----- READING TEXT -----

These are tough times to confront the climate crisis and stay motivated.

With a new U.S. administration comes a new withdrawal from the Paris Agreement soon after we exceeded the 1.5°C warming threshold. Atmospheric concentrations have reached their highest levels for two million years and the climate will continue to change even if all emissions stop overnight. Any promise placed in nuclear fusion, carbon capture, and solar geoengineering remains divisive - particularly among those you would hope to have reached a consensus by now.

And the climate crisis is just one part of the 'triple planetary crisis'. I could go on.

With this context in mind, I decided to revisit a mindset that has sustained my best climate work in the last two decades. Several concepts are insightful: the psychological duality in Good to Great by Jim Collins, sceptical optimism (or skeptical optimism), the counterintuitive trait that will make you significantly more successful, a growth mindset, mental contrasting and the importance of watching out for optimism bias. While each offers something unique, they provide an important, common theme.

That theme is that nobody has to be a pure, 'through and through' optimist, a realist, or a sceptic. Instead, someone can simultaneously adopt all three of these different perspectives in their approach to climate work. Hopeful thinking about the future can, and should, be paired with critical thinking about how we really can make that future a reality.

-----

Render this sentence from the climate motivation passage above in Spanish: "Instead, someone can simultaneously adopt all three of these different perspectives in their approach to climate work."

----- EXTRACTED ENTRIES -----

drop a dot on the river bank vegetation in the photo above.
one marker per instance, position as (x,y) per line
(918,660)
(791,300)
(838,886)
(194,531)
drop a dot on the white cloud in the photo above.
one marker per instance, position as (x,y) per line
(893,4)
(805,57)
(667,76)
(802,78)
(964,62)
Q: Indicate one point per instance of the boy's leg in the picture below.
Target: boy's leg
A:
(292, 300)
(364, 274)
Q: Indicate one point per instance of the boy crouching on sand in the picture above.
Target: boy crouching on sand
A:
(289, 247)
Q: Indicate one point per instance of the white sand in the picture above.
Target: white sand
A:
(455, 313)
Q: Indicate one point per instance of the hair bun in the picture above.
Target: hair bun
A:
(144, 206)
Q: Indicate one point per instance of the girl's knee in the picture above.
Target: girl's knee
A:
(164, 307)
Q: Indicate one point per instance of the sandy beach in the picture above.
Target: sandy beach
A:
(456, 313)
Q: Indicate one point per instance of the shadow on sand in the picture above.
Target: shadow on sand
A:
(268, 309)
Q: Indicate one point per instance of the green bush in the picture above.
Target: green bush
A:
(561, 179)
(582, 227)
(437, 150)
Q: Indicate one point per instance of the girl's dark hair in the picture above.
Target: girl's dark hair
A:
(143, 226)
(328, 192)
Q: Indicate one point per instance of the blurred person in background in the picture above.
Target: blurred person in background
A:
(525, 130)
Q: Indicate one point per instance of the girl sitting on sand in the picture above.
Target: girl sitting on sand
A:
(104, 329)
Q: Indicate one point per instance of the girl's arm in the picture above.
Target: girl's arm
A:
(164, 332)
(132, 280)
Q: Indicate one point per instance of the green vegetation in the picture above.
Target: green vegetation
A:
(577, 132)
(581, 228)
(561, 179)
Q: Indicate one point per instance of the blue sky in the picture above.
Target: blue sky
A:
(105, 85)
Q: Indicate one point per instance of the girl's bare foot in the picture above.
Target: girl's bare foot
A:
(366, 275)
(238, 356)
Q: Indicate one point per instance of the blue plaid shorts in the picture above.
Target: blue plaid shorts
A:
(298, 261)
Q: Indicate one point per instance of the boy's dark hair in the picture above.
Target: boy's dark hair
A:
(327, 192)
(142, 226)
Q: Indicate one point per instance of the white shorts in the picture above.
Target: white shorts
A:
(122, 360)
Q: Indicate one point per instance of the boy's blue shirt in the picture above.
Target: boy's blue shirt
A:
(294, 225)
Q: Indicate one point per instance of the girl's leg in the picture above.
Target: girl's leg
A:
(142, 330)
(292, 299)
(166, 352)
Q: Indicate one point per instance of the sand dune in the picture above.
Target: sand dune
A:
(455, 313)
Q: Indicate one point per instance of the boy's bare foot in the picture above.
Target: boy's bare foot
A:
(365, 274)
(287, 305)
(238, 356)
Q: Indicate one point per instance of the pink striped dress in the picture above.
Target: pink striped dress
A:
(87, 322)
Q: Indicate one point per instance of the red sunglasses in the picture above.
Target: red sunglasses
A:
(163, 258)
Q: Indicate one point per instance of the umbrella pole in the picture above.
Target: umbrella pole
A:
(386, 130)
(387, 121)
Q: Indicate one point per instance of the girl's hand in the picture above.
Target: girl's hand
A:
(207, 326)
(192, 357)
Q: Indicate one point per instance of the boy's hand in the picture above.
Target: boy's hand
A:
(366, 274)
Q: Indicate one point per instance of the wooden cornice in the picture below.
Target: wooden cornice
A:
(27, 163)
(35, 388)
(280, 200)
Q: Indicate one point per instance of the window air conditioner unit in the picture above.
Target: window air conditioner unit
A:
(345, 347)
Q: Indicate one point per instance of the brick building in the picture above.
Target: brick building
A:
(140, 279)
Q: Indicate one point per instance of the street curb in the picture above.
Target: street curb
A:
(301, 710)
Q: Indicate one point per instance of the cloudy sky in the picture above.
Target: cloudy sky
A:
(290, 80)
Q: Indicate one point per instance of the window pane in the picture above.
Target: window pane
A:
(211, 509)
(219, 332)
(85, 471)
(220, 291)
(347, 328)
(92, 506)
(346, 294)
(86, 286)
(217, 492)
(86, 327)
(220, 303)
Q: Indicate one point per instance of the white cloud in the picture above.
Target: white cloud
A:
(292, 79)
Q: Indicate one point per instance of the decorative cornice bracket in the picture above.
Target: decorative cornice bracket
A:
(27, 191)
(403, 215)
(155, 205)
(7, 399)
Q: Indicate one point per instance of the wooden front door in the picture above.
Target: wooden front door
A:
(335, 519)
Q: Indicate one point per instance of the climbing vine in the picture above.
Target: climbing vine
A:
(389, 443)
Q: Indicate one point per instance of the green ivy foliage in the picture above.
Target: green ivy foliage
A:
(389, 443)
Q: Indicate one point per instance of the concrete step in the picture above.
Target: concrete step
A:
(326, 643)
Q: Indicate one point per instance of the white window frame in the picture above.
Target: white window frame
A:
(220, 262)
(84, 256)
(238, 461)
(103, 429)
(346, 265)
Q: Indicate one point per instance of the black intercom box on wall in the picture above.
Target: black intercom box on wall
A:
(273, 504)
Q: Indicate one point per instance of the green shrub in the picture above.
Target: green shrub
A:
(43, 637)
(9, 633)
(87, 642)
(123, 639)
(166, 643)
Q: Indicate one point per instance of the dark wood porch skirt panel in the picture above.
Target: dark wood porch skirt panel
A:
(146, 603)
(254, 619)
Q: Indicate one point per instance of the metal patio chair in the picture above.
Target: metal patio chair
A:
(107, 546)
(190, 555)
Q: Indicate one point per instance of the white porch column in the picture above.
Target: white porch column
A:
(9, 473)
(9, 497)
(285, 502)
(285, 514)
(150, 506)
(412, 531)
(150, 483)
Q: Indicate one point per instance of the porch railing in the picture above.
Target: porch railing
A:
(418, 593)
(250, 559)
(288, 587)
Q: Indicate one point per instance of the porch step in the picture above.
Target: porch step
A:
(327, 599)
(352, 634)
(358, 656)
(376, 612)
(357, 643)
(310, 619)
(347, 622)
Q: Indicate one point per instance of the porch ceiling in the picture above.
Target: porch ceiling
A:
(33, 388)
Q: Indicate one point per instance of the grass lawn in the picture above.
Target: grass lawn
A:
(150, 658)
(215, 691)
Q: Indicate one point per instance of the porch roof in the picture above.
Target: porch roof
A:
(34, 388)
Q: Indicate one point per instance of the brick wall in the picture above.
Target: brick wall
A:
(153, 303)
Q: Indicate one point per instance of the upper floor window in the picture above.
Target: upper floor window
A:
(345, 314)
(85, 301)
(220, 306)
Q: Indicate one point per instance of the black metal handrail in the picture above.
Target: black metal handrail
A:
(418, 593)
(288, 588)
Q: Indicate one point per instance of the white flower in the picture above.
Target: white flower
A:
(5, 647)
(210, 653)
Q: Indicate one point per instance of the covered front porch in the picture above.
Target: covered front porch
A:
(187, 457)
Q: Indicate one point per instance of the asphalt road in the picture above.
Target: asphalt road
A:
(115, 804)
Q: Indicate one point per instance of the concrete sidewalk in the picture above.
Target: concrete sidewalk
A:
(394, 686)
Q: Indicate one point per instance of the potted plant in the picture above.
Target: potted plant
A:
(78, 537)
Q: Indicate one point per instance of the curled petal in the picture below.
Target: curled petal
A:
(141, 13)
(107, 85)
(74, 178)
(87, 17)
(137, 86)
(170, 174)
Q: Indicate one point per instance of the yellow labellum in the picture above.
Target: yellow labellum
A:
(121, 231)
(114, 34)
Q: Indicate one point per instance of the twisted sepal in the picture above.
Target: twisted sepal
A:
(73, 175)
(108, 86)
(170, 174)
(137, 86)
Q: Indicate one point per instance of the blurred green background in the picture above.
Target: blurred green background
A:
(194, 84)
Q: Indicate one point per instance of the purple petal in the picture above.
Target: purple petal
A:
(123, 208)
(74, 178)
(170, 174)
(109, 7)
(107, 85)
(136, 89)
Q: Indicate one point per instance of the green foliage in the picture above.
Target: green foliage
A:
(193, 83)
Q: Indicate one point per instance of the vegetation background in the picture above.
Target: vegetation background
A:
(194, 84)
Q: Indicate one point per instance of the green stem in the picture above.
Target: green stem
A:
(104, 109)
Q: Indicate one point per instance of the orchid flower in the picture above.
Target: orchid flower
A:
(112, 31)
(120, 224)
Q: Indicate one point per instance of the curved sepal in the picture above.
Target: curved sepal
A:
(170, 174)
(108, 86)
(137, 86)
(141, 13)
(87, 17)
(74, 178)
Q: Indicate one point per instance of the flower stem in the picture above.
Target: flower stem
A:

-----

## WORKED SOLUTION
En cambio, una persona puede adoptar simultáneamente estas tres perspectivas diferentes en su enfoque del trabajo climático.